# Mullet question



## Combat Pay

Just wondering...do mullet keep well in the freezer? I vaccum pack all my fish. I dont want to kill, clean and package a bunch of the devils to find out they dont freeze well. 

I always seem to catch a ton of mullet on the beach with a cast net and would like to have a few fish frys on deck.

Thanks for the information in advance..

Dave


----------



## 192

vac seal em and they should be fine...

Mike


----------



## shootnstarz

I disagree. Mullet are about the worst fish to try to freeze, they turn to mush, But I admit I've never tried to vac seal them. I don't think that will make a difference in the texture though, just keeps them from getting freezer burn. Try canning them.

But, if you do freeze them and it works out OK please let us know. I'll be the first to admitt being wrong.

Rick


----------



## Charlie2

*Mullet*



shootnstarz said:


> I disagree. Mullet are about the worst fish to try to freeze, they turn to mush, But I admit I've never tried to vac seal them. I don't think that will make a difference in the texture though, just keeps them from getting freezer burn. Try canning them.
> 
> But, if you do freeze them and it works out OK please let us know. I'll be the first to admitt being wrong.
> 
> Rick


I'm going to have to go along with Rick, here.

Mullet, in my experience, don't freeze well.

Mullet should be fried or canned. 

I like them so fresh that the filets curl up in the grease. :thumbup:JMHO C2


----------



## navkingfisher

*mullethead*

Ditto, you gotta eat them at least the next day. They freeze ok for bait paticularly if they're brined. My favorite is to fillet them while there flappin and walk em up to the hot greese. I had one jump off the table and swim off with only one side last fall!


----------



## Try'n Hard

+1 on the "nono" freeze - tried with the vaccuum sealer - didn't help


----------



## Splittine

Friends don't let friends eat frozen mullet.


----------



## Gnwdad

Wirelessly posted

The locals that don't eat mullet are the ones that have only tried the frozen mullet.

Fresh fried mullet are hard to beat, mullet patties from caned mullet are very good too.

▶ _Segmentation dataset records_

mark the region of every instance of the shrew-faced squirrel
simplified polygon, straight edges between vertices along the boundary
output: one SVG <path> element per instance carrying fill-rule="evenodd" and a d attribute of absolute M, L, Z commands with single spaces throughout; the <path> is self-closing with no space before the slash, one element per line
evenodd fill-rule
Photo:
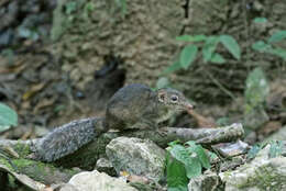
<path fill-rule="evenodd" d="M 157 128 L 160 122 L 172 114 L 190 110 L 193 105 L 175 89 L 153 91 L 144 85 L 121 88 L 109 100 L 103 119 L 86 119 L 70 122 L 35 143 L 34 159 L 54 161 L 76 151 L 110 128 Z"/>

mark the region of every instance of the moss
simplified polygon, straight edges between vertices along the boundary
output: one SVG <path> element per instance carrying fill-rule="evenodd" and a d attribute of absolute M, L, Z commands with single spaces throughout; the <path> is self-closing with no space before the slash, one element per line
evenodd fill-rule
<path fill-rule="evenodd" d="M 0 156 L 0 165 L 6 166 L 7 168 L 9 168 L 9 170 L 12 170 L 12 169 L 13 169 L 13 168 L 11 167 L 11 165 L 9 164 L 9 161 L 8 161 L 6 158 L 1 157 L 1 156 Z"/>
<path fill-rule="evenodd" d="M 31 154 L 31 148 L 29 144 L 21 144 L 20 142 L 18 142 L 14 149 L 20 155 L 20 157 L 26 157 L 29 154 Z"/>

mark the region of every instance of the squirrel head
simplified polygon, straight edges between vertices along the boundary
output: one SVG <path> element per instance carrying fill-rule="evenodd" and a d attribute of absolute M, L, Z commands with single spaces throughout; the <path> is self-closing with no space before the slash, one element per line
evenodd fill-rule
<path fill-rule="evenodd" d="M 161 104 L 178 111 L 193 110 L 195 106 L 189 103 L 186 97 L 172 88 L 162 88 L 157 90 L 157 100 Z"/>

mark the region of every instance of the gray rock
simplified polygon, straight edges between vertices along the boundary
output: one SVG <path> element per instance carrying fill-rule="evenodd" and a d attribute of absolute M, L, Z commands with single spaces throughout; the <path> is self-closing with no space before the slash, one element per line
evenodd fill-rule
<path fill-rule="evenodd" d="M 218 175 L 209 172 L 191 179 L 188 184 L 188 191 L 213 191 L 218 186 Z"/>
<path fill-rule="evenodd" d="M 118 137 L 109 143 L 106 153 L 118 173 L 128 171 L 155 181 L 164 175 L 165 151 L 151 141 Z"/>
<path fill-rule="evenodd" d="M 106 172 L 107 175 L 114 177 L 117 176 L 117 171 L 114 170 L 114 167 L 112 164 L 106 159 L 106 158 L 100 158 L 97 160 L 97 166 L 96 169 L 100 172 Z"/>
<path fill-rule="evenodd" d="M 97 170 L 77 173 L 68 183 L 80 191 L 138 191 L 122 179 L 109 177 L 105 172 L 100 173 Z M 61 189 L 61 191 L 64 190 Z"/>
<path fill-rule="evenodd" d="M 220 173 L 226 191 L 286 190 L 286 158 L 268 158 L 270 147 L 262 149 L 250 164 Z"/>
<path fill-rule="evenodd" d="M 282 127 L 278 132 L 265 139 L 265 142 L 268 141 L 286 141 L 286 126 Z"/>

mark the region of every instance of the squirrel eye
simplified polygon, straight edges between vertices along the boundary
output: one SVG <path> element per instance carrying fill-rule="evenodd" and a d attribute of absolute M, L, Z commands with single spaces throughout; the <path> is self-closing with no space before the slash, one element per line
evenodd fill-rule
<path fill-rule="evenodd" d="M 170 100 L 172 100 L 173 102 L 176 102 L 176 101 L 178 101 L 178 97 L 177 97 L 177 96 L 172 96 L 172 97 L 170 97 Z"/>

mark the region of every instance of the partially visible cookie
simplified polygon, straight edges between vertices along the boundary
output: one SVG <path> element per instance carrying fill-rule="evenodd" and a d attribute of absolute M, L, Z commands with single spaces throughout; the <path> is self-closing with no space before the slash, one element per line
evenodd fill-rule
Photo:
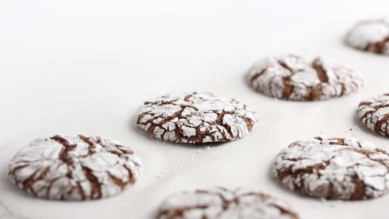
<path fill-rule="evenodd" d="M 389 155 L 354 138 L 295 141 L 277 155 L 273 167 L 284 184 L 310 196 L 361 200 L 383 195 L 389 188 Z"/>
<path fill-rule="evenodd" d="M 158 219 L 298 219 L 283 201 L 261 193 L 217 187 L 183 192 L 166 199 Z"/>
<path fill-rule="evenodd" d="M 325 100 L 349 94 L 363 85 L 362 77 L 342 65 L 318 57 L 288 55 L 263 59 L 249 71 L 249 83 L 262 94 L 293 101 Z"/>
<path fill-rule="evenodd" d="M 257 122 L 255 113 L 244 104 L 196 92 L 168 94 L 145 102 L 135 119 L 156 138 L 189 143 L 239 139 Z"/>
<path fill-rule="evenodd" d="M 368 128 L 389 136 L 389 94 L 362 101 L 357 113 L 358 117 Z"/>
<path fill-rule="evenodd" d="M 389 21 L 363 21 L 346 35 L 346 43 L 356 49 L 389 55 Z"/>
<path fill-rule="evenodd" d="M 142 168 L 131 149 L 117 141 L 61 134 L 38 138 L 19 150 L 9 176 L 39 197 L 84 200 L 120 193 L 138 179 Z"/>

▶ _OBJECTIVES_
[1] From the mullet forum thread, extract the passage from "The locals that" up to and including "very good too.".
[2] Answer these questions using the mullet forum thread:
(a) Where and with what does the original poster catch mullet?
(b) According to navkingfisher, for what use do mullet freeze OK?
(c) What device did Try'n Hard try when freezing mullet?
[3] List, in order, every username that heads a post in the mullet forum thread.

▶ _TASK ANSWERS_
[1]
The locals that don't eat mullet are the ones that have only tried the frozen mullet.

Fresh fried mullet are hard to beat, mullet patties from caned mullet are very good too.

[2]
(a) On the beach, with a cast net.
(b) For bait, particularly if they're brined.
(c) A vacuum sealer.

[3]
Combat Pay
192
shootnstarz
Charlie2
navkingfisher
Try'n Hard
Splittine
Gnwdad